>> BEGIN PROVIDED DATA

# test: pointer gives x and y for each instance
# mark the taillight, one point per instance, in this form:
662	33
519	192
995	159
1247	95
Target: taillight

>> END PROVIDED DATA

> _SHORT EXERCISE_:
Retype the entries one by one, exactly.

> _OUTPUT OF THE TASK_:
# test: pointer gives x and y for each instance
# mark the taillight, one point per instance, in this form:
662	33
519	192
995	159
1247	95
Target: taillight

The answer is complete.